_TEXT SEGMENT_
"""
Deseret News - 6/12/2019

SALT LAKE CITYCindy Hanson has been volunteering at the Utah Arts Festival for 25 years.

"At least, that's what my friend Sandy tells me," she joked.

Sandy Hiskey, her college friend, introduced Hanson to the festival way back when the two were in school together in the mid-'90s.

"She said, 'You've got to do this wonderful event.' … And I've always liked art, so I thought, 'Well, there's two things I like,'" Hanson told the Deseret News.

This year marks the 43rd year of the Utah Arts Festival, which was started to promote the arts and encourage community in Salt Lake in 1979. Since then, it has become a staple of Salt Lake life and last year saw over 80,000 people attend. Each summer on the fourth weekend in June, the festival takes over Library and Washington Squares in downtown Salt Lake.

The festival maintains a full-time staff of four people as well as 28 seasonal program coordinators, whose assignments range from beverages to graphic design to urban arts. Stage and production crews also work during the event. With such a small staff, the success of the Utah Arts Festival really depends on its volunteers.

More than 1,000 volunteers come to support the festival every year, according to Kaye Wankier, the volunteer coordinator. The volunteer page on the festival's website states, "Volunteers are truly the life blood of the Utah Arts Festival," and it's a belief festival organizers live by.

But how do festival organizers keep their volunteers, that life blood, coming back year after year? In much the same ways that they keep Arts Festival patrons returning: A vibrant, interesting art experience.

For Hanson, it's the festival's performance artists that keep her engaged. "I love the street art," she said. "It's amazing. They always bring in unique things you didn't know existed."

Over the years, the festival has featured more than a few unique things that festival attendees may not have previously known about. In 2014, they brought in Strange Fruit, an Australian performing arts company who performed on top of 15-foot high fiberglass poles that swayed and bent to music and the drama the company acted out. A couple of years later, the festival brought the Neighbourhood Watch Stilts International from the U.K., a performing arts company who made the most of stilts. More recently, festival attendees saw the Oakland, California, based vertical dance group Bandaloop — while attached to wires — on the side of the library's glass, southeast wall.
"""
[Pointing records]
"""
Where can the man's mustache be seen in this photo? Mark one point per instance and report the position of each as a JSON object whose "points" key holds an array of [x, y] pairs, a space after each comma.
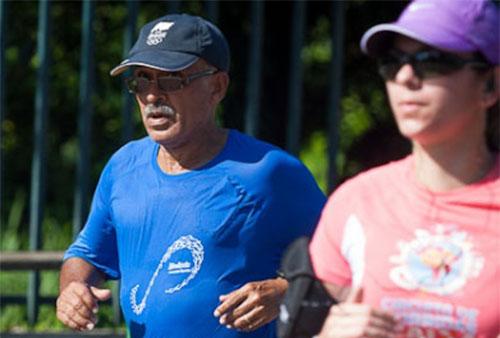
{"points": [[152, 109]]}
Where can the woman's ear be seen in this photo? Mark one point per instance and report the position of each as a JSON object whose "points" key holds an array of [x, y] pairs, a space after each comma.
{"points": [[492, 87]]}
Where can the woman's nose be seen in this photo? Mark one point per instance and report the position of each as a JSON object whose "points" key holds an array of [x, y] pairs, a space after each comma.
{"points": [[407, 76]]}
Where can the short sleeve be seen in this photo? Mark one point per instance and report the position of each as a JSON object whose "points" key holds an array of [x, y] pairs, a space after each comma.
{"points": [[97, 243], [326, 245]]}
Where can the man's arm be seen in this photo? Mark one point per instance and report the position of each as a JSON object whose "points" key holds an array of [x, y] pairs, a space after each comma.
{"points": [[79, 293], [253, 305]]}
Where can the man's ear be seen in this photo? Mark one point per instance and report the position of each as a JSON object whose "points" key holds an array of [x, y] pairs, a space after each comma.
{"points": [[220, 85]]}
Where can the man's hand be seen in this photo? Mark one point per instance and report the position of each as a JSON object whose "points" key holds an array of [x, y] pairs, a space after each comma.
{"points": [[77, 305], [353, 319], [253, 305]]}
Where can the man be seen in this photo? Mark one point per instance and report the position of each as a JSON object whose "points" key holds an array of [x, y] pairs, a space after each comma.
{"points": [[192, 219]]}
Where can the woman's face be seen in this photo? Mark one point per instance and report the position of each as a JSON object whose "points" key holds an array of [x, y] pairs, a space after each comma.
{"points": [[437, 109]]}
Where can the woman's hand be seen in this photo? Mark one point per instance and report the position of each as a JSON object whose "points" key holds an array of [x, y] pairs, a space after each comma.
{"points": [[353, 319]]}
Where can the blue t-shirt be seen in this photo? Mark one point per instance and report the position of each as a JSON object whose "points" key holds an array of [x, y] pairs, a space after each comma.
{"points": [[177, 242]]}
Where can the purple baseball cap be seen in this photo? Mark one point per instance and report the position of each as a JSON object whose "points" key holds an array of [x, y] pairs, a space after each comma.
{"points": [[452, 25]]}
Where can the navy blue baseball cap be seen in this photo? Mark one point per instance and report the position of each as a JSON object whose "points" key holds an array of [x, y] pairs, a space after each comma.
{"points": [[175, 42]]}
"""
_TASKS TO CARRY OUT_
1) Repeat the passage of the Utah Arts Festival article from "The festival maintains" up to and including "interesting art experience.".
2) Summarize the Utah Arts Festival article in two sentences.
3) Go on with the Utah Arts Festival article from the point where it stops.

_TASK ANSWERS_
1)
The festival maintains a full-time staff of four people as well as 28 seasonal program coordinators, whose assignments range from beverages to graphic design to urban arts. Stage and production crews also work during the event. With such a small staff, the success of the Utah Arts Festival really depends on its volunteers.

More than 1,000 volunteers come to support the festival every year, according to Kaye Wankier, the volunteer coordinator. The volunteer page on the festival's website states, "Volunteers are truly the life blood of the Utah Arts Festival," and it's a belief festival organizers live by.

But how do festival organizers keep their volunteers, that life blood, coming back year after year? In much the same ways that they keep Arts Festival patrons returning: A vibrant, interesting art experience.

2) Cindy Hanson has volunteered at the Utah Arts Festival for 25 years and stays engaged by its performance artists, while the festival, which has a full-time staff of only four, depends on more than 1,000 volunteers each year. Organizers bring volunteers back the same way they bring patrons back, with a vibrant art experience that has featured acts such as Strange Fruit, Neighbourhood Watch Stilts International and Bandaloop.

3)
For this year, festival organizers decided to go prehistoric.

Instead of aerial dancers or actors swaying on poles, 2019 Utah Arts Festival attendees will find a group of giant dinosaurs invading Library and Washington Squares. "Saurus," a performance piece from the Netherlands-based theater company Close Act Theatre will "charge through the crowds, looking for food to calm their hunger," according to Close Act Theatre's website. For those concerned about their safety, Close Act has these calming words: "There is a widespread sigh of relief as the Sauruses start eating plants. Ah, vegetarians!"

The 16-foot-tall, 24-foot-long dinosaur puppets are controlled by costumed performers on stilts and will interact with the festival crowd each day it runs at 4 p.m., 6 p.m. and 8 p.m.

But, of course, the festival will have more going on than high-profile performance groups. The festival also boasts an impressive lineup of musicians who include the Steel Woods, Caroline Rose and others, and the Fear No Film festival. There will also be literary performances from poets and writers, as well as workshops on pop-up books, comic book techniques and creative writing. Also performing at the festival are several dance groups, including Samba Fogo and the Ririe-Woodbury Dance Company. Ballet West dancers Katlyn Addison and Joshua Whitehead will perform two new pieces commissioned by the Utah Arts Festival.

Oh, and then there are the artists. Hanson especially loves interacting with and supporting the local artists at the festival's Artist Marketplace.

"Every year I budget $50 and I buy something," she said. Over the years, she's amassed ceramic mugs, earrings, bracelets and a few small paintings that hang on her wall.

More than simply buying art, however, the festival has taught Hanson about what it takes to make a piece of art.

"I don't think when you start looking at it, you appreciate what goes into art. And then you see and you hear the stories of what it takes to make the pieces, and you realize why it's so expensive," Hanson explained.

The Utah Arts Festival has booths for over 170 visual artists working in mediums such as pastels, glass, printmaking, photography and wood. Many artists come back year after year to take advantage of the largest multidisciplinary arts event in Utah.

And like the artists, many volunteers also return again and again — in fact, it's those friendships the volunteers make that, for Hanson, at least, is the main appeal of working at the festival.

"What makes it fun is going back and seeing (other volunteers) because some of those people I only get to see when I volunteer at the arts festival," Hanson said. "… My absolute favorite part is the people. And I like the art, but I love seeing the people. That's what keeps me coming back."

If you go …

What: The Utah Arts Festival

When: June 20-23, noon-11 p.m.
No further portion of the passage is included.